**REQUIREMENT**
Starting at the line that contains "Note for the class: annotate every instance of the paper", write out every line through the last one in the records below, word for word. Leave out any pictures.

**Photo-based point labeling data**

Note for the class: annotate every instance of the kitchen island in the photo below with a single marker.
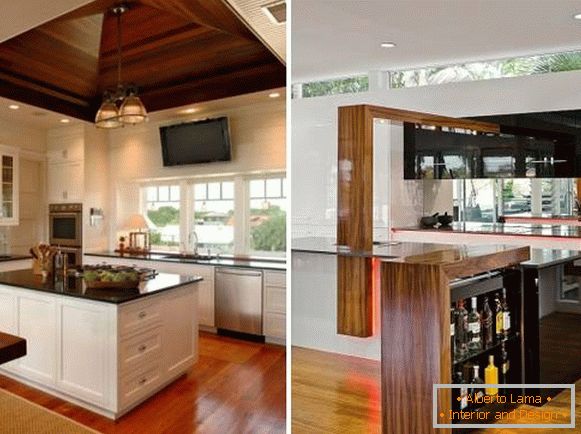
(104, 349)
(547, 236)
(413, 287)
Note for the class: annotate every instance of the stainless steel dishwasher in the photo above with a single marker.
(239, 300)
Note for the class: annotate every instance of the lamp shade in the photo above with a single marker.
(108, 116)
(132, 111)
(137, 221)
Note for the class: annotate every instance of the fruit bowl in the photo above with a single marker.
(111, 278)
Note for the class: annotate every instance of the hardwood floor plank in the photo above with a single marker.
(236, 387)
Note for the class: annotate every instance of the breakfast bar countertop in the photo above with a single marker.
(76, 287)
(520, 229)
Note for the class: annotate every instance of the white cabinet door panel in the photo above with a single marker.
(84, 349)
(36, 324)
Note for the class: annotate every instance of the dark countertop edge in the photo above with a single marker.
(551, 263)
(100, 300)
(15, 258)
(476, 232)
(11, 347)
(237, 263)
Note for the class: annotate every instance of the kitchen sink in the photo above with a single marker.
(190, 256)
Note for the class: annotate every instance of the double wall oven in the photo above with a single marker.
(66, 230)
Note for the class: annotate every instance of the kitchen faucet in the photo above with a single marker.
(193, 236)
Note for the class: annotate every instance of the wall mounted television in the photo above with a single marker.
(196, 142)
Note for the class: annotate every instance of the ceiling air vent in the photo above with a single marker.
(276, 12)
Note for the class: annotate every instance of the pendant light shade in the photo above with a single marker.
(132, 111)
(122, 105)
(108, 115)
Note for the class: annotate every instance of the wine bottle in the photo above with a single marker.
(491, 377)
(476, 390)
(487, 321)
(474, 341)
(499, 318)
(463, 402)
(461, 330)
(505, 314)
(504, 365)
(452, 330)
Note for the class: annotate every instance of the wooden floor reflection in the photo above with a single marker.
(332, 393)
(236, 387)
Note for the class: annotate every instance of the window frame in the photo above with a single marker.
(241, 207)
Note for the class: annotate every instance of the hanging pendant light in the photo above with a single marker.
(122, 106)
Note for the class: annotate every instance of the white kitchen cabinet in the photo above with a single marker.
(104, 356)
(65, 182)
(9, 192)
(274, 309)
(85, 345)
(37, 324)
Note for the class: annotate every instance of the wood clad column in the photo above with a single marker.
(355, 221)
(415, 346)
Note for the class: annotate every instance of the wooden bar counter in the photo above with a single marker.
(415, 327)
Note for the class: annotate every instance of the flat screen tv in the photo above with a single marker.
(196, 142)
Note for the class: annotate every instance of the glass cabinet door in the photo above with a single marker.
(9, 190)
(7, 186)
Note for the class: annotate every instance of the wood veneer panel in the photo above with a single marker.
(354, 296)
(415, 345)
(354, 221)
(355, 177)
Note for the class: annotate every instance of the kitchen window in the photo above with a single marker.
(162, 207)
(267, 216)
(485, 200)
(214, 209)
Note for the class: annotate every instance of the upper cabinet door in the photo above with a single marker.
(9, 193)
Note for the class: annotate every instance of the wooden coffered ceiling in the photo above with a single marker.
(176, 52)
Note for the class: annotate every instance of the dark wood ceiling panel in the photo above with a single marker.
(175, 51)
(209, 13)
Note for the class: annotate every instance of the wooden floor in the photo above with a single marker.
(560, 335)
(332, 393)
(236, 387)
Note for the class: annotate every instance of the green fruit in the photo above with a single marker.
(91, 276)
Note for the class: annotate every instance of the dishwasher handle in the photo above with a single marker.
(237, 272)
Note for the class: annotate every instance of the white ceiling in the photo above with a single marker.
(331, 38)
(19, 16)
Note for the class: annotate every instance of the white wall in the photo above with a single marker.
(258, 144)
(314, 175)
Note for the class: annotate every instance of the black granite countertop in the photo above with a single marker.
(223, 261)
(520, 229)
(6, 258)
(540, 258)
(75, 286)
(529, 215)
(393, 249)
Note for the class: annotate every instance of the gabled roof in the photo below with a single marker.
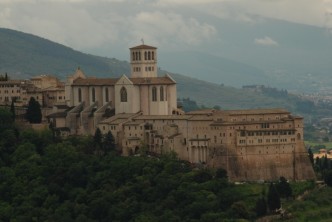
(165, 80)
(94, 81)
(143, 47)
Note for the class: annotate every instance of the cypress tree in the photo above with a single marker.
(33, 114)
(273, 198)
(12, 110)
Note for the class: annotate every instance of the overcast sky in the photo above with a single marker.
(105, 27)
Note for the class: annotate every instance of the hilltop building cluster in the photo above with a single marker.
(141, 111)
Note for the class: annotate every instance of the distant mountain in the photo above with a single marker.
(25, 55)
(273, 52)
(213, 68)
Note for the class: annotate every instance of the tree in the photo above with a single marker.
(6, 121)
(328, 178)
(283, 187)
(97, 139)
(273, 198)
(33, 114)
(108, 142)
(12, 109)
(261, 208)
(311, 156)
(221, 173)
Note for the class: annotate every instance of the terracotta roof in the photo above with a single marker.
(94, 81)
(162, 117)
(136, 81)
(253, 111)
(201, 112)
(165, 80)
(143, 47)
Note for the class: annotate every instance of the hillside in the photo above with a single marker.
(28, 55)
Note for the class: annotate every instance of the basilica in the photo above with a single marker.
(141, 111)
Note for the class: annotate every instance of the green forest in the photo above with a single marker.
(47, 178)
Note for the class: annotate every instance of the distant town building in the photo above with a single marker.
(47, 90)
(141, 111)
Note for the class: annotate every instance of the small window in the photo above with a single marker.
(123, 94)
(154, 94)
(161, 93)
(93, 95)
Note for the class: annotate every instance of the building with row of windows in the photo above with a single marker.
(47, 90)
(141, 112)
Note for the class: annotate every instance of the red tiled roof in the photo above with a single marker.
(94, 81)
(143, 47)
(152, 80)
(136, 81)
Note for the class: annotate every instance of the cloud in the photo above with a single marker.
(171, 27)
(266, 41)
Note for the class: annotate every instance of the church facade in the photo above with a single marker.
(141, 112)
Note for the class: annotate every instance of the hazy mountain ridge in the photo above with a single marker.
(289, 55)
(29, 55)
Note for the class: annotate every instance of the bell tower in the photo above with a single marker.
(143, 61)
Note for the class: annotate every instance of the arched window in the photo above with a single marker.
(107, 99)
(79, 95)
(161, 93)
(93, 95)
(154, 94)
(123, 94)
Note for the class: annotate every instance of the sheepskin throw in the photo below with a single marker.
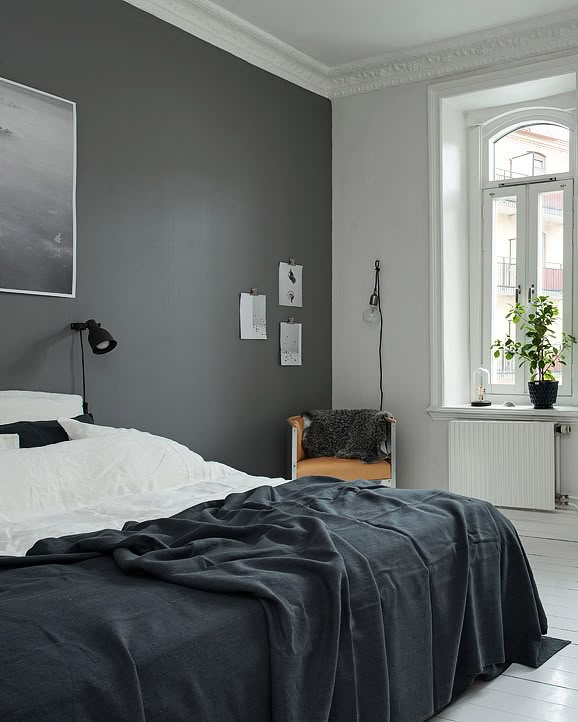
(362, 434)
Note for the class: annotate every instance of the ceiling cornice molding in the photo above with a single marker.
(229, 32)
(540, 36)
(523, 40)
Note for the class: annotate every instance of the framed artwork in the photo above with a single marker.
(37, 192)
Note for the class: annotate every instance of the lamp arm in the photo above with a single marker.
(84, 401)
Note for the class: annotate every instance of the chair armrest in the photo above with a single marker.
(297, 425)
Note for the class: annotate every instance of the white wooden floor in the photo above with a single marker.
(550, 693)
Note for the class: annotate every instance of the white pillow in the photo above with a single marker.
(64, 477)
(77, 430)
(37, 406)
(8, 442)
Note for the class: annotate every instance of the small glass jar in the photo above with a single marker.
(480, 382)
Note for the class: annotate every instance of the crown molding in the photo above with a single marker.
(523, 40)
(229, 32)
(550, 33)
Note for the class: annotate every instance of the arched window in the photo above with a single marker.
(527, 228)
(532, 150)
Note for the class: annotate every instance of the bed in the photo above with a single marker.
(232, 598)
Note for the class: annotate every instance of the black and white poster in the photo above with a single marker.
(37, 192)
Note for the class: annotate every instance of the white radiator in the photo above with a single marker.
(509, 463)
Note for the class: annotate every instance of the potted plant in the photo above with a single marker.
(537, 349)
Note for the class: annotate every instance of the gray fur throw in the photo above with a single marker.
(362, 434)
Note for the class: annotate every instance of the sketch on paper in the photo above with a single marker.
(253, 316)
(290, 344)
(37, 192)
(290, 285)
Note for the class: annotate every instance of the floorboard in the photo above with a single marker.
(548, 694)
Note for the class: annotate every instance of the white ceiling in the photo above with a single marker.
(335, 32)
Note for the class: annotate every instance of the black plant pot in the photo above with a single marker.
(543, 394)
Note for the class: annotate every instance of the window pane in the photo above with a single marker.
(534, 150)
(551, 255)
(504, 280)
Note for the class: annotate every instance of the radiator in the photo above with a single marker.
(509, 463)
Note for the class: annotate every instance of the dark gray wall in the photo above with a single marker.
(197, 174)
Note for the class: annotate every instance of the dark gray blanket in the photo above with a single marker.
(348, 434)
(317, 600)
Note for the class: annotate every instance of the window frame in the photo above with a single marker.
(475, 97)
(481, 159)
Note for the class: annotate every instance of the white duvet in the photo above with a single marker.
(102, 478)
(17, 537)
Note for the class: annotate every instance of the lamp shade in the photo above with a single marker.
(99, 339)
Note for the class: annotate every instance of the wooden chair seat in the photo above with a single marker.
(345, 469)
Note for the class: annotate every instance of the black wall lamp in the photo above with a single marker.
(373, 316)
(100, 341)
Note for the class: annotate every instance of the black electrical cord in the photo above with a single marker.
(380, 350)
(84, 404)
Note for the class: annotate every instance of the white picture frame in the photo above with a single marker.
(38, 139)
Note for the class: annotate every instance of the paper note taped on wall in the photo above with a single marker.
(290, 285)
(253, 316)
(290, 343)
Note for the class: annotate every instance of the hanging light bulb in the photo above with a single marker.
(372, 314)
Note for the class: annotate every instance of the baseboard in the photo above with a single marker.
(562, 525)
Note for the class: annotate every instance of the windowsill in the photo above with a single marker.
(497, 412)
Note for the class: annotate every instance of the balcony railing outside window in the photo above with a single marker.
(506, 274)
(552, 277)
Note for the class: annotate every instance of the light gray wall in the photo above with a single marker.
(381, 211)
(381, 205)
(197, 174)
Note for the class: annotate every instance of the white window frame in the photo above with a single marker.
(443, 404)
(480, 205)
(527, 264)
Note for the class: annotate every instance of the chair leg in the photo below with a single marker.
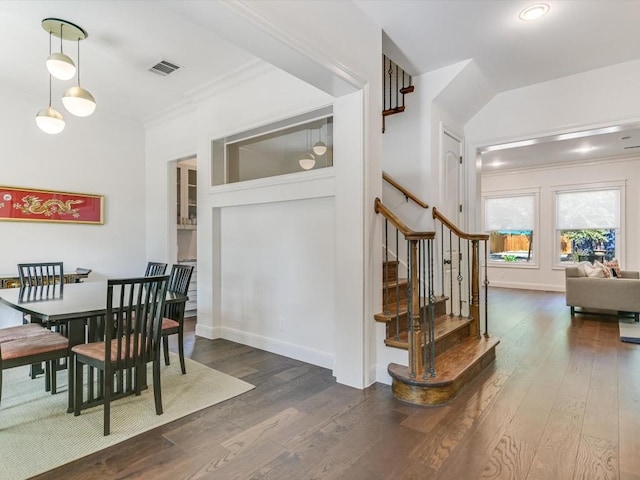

**TASK ANSWER**
Note for the class: annotate every instance of the paper note taped on wall in the photo above with a single marker.
(290, 285)
(253, 316)
(290, 343)
Note for the class: annotate every instance of the hanging light bulb in the photo above with a single marker.
(372, 314)
Note for the class: annotate every instance of the baseboard in the photo above with a single marker.
(562, 525)
Note for the class: annotate every instance of the windowsill in the photo above with a single marker.
(497, 412)
Note for the class: annotate every instance of the balcony railing outside window in the photo above with a single marker.
(506, 274)
(552, 277)
Note for the class: annotate every instance of the light gray wall in the photo above with a single marker.
(381, 211)
(381, 205)
(197, 174)
Note for the class: annotate every instance of the white window frame in the photo above with a single marker.
(443, 404)
(480, 205)
(527, 264)
Note for the class: annotate every instance of the chair leg in the photo below with a single marker.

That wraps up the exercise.